Region pointing data

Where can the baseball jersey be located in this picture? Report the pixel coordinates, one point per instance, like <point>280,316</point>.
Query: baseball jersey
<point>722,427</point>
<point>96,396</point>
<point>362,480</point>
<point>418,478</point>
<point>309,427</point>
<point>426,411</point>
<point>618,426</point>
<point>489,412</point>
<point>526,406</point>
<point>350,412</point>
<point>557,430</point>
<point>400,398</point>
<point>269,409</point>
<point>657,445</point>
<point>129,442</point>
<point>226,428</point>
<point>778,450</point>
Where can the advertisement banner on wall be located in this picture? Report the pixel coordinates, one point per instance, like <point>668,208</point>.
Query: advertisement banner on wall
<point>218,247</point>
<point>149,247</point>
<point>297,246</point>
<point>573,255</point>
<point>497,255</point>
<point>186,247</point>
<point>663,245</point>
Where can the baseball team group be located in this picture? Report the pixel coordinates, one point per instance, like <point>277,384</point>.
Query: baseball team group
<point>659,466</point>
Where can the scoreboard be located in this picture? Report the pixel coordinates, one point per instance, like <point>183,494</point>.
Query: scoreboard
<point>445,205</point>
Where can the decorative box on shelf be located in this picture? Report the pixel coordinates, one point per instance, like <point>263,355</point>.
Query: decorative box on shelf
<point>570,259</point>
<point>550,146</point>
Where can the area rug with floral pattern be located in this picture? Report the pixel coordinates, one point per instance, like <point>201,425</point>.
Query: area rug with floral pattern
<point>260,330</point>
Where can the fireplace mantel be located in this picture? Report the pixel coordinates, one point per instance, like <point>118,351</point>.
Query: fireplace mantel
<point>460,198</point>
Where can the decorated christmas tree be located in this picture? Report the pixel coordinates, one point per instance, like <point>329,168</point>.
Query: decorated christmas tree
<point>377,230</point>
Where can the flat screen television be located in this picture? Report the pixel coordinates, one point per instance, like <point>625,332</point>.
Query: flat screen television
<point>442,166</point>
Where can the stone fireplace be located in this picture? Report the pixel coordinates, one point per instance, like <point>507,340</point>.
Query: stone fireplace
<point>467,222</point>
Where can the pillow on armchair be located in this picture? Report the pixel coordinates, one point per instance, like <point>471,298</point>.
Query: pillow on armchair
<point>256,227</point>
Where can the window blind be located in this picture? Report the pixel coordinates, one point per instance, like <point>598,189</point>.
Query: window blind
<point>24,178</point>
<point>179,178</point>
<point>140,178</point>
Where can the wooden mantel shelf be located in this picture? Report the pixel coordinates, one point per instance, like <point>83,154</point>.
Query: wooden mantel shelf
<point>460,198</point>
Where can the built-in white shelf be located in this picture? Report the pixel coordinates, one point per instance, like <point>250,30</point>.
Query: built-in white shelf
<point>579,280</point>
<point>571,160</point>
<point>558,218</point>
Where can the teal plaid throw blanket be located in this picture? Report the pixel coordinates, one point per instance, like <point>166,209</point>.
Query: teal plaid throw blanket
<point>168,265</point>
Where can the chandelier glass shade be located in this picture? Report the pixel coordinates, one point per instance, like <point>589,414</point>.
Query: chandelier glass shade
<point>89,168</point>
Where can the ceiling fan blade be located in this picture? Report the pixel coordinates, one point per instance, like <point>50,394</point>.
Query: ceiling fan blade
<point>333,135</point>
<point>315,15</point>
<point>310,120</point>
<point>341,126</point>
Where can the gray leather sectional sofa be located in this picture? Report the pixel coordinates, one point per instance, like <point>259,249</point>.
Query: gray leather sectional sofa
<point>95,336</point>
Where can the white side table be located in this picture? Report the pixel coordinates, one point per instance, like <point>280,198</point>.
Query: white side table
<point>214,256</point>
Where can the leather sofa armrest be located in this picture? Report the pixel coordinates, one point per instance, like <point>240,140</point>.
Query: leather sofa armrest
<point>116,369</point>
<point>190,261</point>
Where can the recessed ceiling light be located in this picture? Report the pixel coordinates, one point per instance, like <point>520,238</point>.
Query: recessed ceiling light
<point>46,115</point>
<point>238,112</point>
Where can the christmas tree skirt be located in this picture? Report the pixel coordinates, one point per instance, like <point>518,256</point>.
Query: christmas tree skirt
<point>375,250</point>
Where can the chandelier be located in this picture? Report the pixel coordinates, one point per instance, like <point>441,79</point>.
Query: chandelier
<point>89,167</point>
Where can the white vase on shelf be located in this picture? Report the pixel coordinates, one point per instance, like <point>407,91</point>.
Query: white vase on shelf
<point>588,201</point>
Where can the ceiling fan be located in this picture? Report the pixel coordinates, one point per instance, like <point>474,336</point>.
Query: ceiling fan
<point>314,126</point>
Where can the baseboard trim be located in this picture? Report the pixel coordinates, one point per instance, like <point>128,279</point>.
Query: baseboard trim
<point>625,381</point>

* **EXERCISE REQUIREMENTS**:
Starting with the line that contains "Query: white vase on shelf", print every line through the end of the entries above exactly as written, both boundary lines included, and nothing else.

* **OUTPUT BELOW**:
Query: white vase on shelf
<point>588,201</point>
Where can the ceiling fan be located in this picture? Report the pixel coordinates, one point per instance, like <point>474,336</point>.
Query: ceiling fan
<point>314,126</point>
Where can the baseboard trim be located in this picture? Report the pixel coordinates, one point per instance, like <point>128,279</point>.
Query: baseboard trim
<point>625,381</point>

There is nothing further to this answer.